Gather every line of the listing below that contains the string "chez" and copy each one out.

* Start Dataset records *

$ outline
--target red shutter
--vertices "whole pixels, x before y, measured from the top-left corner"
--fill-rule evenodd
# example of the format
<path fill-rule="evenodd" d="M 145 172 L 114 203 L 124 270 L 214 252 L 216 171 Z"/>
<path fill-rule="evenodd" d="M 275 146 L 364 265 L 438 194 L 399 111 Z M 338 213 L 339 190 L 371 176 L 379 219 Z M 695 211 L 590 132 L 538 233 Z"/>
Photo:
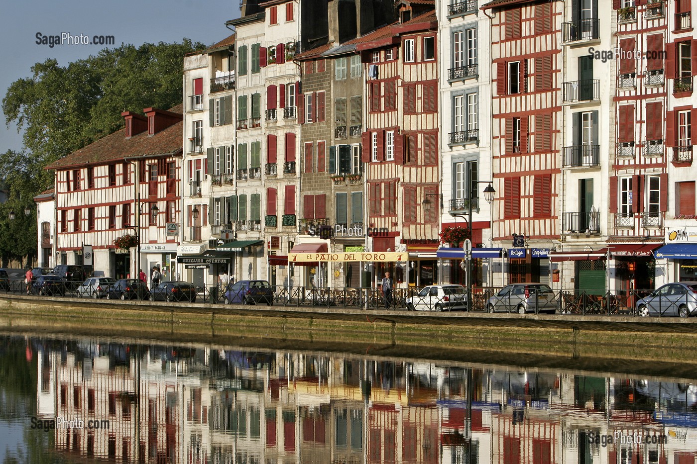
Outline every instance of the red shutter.
<path fill-rule="evenodd" d="M 361 143 L 361 161 L 364 163 L 370 162 L 370 132 L 363 132 L 360 135 Z"/>
<path fill-rule="evenodd" d="M 675 77 L 675 44 L 666 44 L 666 77 Z"/>
<path fill-rule="evenodd" d="M 283 64 L 286 62 L 286 44 L 279 43 L 276 45 L 276 63 Z"/>
<path fill-rule="evenodd" d="M 296 186 L 286 185 L 284 198 L 284 214 L 296 214 Z"/>
<path fill-rule="evenodd" d="M 314 196 L 314 217 L 316 219 L 325 219 L 327 217 L 327 196 L 326 194 L 321 194 Z"/>
<path fill-rule="evenodd" d="M 317 142 L 317 172 L 325 172 L 327 170 L 327 162 L 325 155 L 325 142 Z"/>
<path fill-rule="evenodd" d="M 610 178 L 610 212 L 617 212 L 617 176 Z"/>
<path fill-rule="evenodd" d="M 269 134 L 266 136 L 266 162 L 277 162 L 277 141 L 276 136 Z"/>
<path fill-rule="evenodd" d="M 666 113 L 666 146 L 675 146 L 675 111 Z"/>
<path fill-rule="evenodd" d="M 659 209 L 661 211 L 668 211 L 668 174 L 664 173 L 659 176 L 661 178 L 661 196 L 659 201 Z M 680 199 L 682 201 L 682 199 Z"/>
<path fill-rule="evenodd" d="M 293 132 L 286 134 L 286 161 L 288 162 L 296 160 L 296 134 Z"/>
<path fill-rule="evenodd" d="M 312 142 L 305 144 L 304 172 L 312 172 Z"/>
<path fill-rule="evenodd" d="M 266 214 L 276 215 L 276 189 L 273 187 L 266 189 Z"/>
<path fill-rule="evenodd" d="M 325 121 L 324 118 L 324 107 L 326 100 L 326 93 L 325 92 L 319 92 L 317 93 L 317 101 L 316 101 L 316 108 L 317 108 L 317 122 L 322 123 Z"/>
<path fill-rule="evenodd" d="M 506 63 L 503 61 L 496 63 L 496 93 L 506 94 Z"/>
<path fill-rule="evenodd" d="M 302 195 L 302 217 L 314 219 L 314 195 Z"/>

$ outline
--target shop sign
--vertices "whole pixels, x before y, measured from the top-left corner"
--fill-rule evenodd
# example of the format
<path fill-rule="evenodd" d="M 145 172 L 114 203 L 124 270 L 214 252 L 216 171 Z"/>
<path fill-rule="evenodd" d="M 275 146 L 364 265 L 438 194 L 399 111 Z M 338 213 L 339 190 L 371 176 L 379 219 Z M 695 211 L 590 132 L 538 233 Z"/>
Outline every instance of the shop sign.
<path fill-rule="evenodd" d="M 394 262 L 406 261 L 408 257 L 408 254 L 403 252 L 377 252 L 375 253 L 289 253 L 288 254 L 288 262 L 291 263 L 315 261 L 323 263 L 343 261 Z"/>
<path fill-rule="evenodd" d="M 666 229 L 666 243 L 697 242 L 697 227 L 671 227 Z"/>

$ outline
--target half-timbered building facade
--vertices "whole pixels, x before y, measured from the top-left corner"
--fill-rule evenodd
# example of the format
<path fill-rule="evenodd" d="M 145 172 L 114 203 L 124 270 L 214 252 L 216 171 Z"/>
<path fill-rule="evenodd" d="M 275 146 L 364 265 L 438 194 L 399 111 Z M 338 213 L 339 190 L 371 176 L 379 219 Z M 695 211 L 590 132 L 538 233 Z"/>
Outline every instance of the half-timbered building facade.
<path fill-rule="evenodd" d="M 125 128 L 47 167 L 55 171 L 56 264 L 82 265 L 83 247 L 91 245 L 94 270 L 135 278 L 135 248 L 114 241 L 135 235 L 146 274 L 158 266 L 163 279 L 176 277 L 181 111 L 125 111 Z"/>

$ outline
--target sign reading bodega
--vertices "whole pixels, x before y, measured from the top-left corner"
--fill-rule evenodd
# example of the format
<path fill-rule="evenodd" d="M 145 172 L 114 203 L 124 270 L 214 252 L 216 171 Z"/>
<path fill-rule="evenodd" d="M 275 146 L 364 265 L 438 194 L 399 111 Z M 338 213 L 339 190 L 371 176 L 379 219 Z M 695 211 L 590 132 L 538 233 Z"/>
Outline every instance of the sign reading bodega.
<path fill-rule="evenodd" d="M 375 253 L 290 253 L 289 263 L 308 263 L 330 261 L 406 261 L 406 252 L 385 252 Z"/>

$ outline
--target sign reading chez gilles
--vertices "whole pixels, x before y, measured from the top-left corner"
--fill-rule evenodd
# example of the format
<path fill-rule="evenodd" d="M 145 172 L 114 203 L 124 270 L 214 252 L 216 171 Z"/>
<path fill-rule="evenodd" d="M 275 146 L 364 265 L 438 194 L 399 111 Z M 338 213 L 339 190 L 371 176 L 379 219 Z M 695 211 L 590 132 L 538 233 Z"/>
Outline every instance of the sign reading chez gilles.
<path fill-rule="evenodd" d="M 408 254 L 399 252 L 376 252 L 374 253 L 290 253 L 289 263 L 322 263 L 341 261 L 406 261 Z"/>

* End Dataset records *

▶ **Completed task**:
--target sign reading chez gilles
Outline every instance of the sign reading chez gilles.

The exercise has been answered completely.